▸ **Texte**:
== == ==
Un gourmet trouvera normal de parler de la texture d'un plat, le décrivant comme sec ou onctueux, différenciant le croquant et le croustillant. Un amateur de vin analysera, lui, la texture des tannins ou la colonne vertébrale acide. Le cuisinier doit procéder de même pour faire communier verre et assiette, utilisant les indices de texture, de volume et de structure du vin. Pas de panique, l'exercice est moins compliqué qu'il n'y paraît!

4
La plupart des accords sont des accords de complémentarité : qui se ressemble s'assemble...

Certains accords s'imposent tout naturellement : la texture serrée d'un jambon d'York braisé fait bon ménage avec la soyeuse fermeté d'un chablis. À chaque fois, c'est votre palais que vous devrez interroger avant de consulter votre livre de cave.

5
Mais il y a aussi des accords d'opposition !

Plat et vin doivent pouvoir se retrouver en pays de connaissance mais aussi jouer sur des oppositions. Il peut en effet suffire de modifier un plat avec une sauce crémée pour voir un vin sec et minéral frétiller devant son double inversé. C'est l'unité des contraires : la crème allonge le vin, le poussant à se révéler.

Lorsque l'on a dans l'assiette le même volume, la même densité que dans le vin, on a bâti de solides fondations sur lesquelles on peut ensuite affiner l'accord aromatique. Tel est le rêve de tout cuisinier soucieux du vin : trouver un accord de texture et de structure et une palette aromatique qui permettent de multiplier la complexité des saveurs du plat. Par exemple, le chinon jeune est un vin chaste, bien différent du folklore rabelaisien qu'on lui prête. En dégustation pure, il paraît droit et grave, un peu corseté. Mais, à table, en bonne compagnie (celle des abats par exemple), il s'ébroue, cherche parfois à tirer la nappe à lui. On découvre alors, presque mystérieusement, les principes de la véritable gastronomie : la table anoblit le vin.

Si l'élément principal doit fournir l'accord de texture, c'est aussi la garniture qui fait le plat, arbitre entre différents vins, joue les entremetteurs, assure la cohésion de l'ensemble, amplifie et prolonge les vins. Certaines garnitures peuvent casser un accord : des haricots verts croquants font ressortir les tannins, les purées engluent souvent les vins, les champignons récusent les vins jeunes, les sauces font ressortir le boisé, une sauce au basilic s'avère trop exubérante. Enfin, n'oubliez pas non plus que l'ordonnancement du repas joue. Chaque plat, chaque vin, ne peut s'isoler du précédent. Il doit se choisir dans le profil du repas, son environnement et l'enchaînement des mets et des vins. Il y a un avant et un après chaque service.
== == ==
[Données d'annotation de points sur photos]
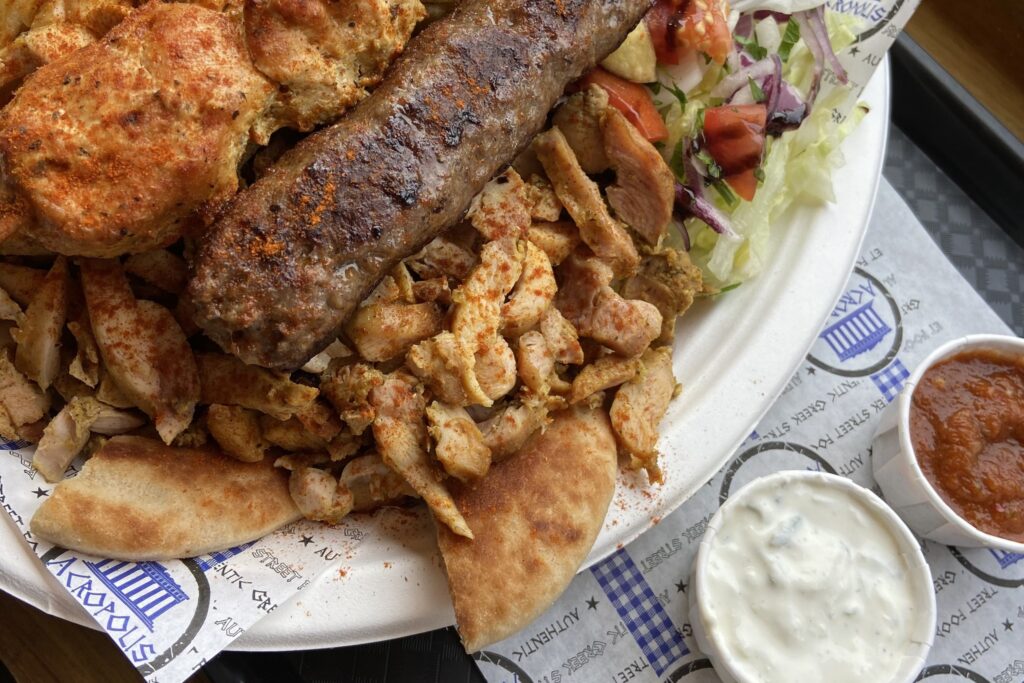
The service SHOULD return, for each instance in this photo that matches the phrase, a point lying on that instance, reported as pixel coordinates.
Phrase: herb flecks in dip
(967, 424)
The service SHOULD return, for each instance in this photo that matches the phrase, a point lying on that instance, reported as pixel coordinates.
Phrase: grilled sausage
(295, 253)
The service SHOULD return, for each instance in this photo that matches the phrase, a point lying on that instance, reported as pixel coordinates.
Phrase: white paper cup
(923, 632)
(898, 473)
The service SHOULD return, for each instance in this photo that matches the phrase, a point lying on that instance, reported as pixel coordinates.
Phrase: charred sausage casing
(295, 253)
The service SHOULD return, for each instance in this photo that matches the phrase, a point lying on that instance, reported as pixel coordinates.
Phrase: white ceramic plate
(733, 356)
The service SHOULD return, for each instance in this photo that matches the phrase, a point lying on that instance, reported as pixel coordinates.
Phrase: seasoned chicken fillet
(116, 144)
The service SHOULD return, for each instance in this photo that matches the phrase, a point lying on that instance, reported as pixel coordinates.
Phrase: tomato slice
(744, 183)
(734, 135)
(632, 99)
(679, 27)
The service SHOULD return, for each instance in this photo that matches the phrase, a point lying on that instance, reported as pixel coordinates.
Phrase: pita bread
(139, 500)
(535, 516)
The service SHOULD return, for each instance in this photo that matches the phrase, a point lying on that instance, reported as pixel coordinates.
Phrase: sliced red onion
(690, 201)
(788, 113)
(756, 72)
(772, 84)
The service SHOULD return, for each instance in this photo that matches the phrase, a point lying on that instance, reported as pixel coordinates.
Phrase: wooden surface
(36, 647)
(981, 44)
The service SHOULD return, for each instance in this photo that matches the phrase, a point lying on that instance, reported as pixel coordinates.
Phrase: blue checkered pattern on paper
(640, 609)
(206, 562)
(891, 380)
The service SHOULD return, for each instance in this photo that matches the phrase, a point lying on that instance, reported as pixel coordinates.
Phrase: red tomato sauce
(967, 425)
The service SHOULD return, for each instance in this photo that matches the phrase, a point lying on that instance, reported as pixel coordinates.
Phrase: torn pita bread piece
(535, 519)
(136, 499)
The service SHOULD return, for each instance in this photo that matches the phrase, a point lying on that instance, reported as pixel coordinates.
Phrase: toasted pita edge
(139, 500)
(536, 517)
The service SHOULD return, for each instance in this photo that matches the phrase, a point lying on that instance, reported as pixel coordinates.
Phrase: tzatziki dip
(808, 577)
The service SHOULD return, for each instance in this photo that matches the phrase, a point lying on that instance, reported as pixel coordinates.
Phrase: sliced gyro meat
(401, 436)
(531, 295)
(580, 120)
(85, 366)
(597, 311)
(20, 282)
(237, 431)
(477, 316)
(606, 372)
(22, 401)
(69, 431)
(226, 380)
(556, 239)
(318, 495)
(582, 199)
(459, 445)
(373, 483)
(561, 337)
(639, 407)
(503, 207)
(507, 431)
(670, 281)
(38, 335)
(347, 386)
(644, 194)
(384, 331)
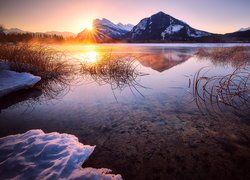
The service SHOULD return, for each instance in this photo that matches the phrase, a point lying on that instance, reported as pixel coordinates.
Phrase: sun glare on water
(89, 25)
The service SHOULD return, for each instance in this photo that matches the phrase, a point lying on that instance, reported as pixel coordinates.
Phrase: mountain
(104, 31)
(163, 27)
(63, 34)
(238, 36)
(244, 29)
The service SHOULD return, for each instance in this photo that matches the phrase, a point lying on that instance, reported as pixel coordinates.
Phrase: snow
(197, 33)
(36, 155)
(142, 25)
(11, 81)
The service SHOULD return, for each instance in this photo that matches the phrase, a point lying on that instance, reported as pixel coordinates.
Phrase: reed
(231, 90)
(119, 72)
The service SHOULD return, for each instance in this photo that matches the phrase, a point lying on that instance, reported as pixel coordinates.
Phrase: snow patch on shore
(11, 81)
(36, 155)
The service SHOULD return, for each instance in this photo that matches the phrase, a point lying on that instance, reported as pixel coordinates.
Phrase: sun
(89, 25)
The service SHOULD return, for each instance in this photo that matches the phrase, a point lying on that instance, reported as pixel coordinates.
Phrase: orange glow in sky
(74, 15)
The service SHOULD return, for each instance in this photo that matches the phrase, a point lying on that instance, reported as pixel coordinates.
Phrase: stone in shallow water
(11, 81)
(36, 155)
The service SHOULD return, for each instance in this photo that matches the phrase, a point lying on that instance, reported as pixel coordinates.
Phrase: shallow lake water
(152, 130)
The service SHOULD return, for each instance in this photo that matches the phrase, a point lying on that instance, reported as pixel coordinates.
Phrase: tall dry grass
(35, 59)
(119, 72)
(231, 90)
(51, 65)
== == ==
▸ **Exercices**:
A – Réécrivez sous forme de liste le paragraphe du texte sur les accords mets-vins qui commence par « Si l'élément principal doit fournir », en conservant ses faits principaux.
B – D'après le texte sur les accords mets-vins, avec quel vin la texture serrée d'un jambon d'York braisé fait-elle bon ménage ?

▸ **Réponses finales**:
A –
- L'élément principal fournit l'accord de texture, mais c'est la garniture qui fait le plat : elle arbitre entre différents vins, joue les entremetteurs, assure la cohésion de l'ensemble, amplifie et prolonge les vins.
- Certaines garnitures peuvent casser un accord :
  - les haricots verts croquants font ressortir les tannins ;
  - les purées engluent souvent les vins ;
  - les champignons récusent les vins jeunes ;
  - les sauces font ressortir le boisé ;
  - une sauce au basilic s'avère trop exubérante.
- L'ordonnancement du repas joue aussi : chaque plat et chaque vin se choisissent selon le profil du repas, son environnement et l'enchaînement des mets et des vins.
- Il y a un avant et un après chaque service.

B – Avec un chablis, dont la soyeuse fermeté lui convient.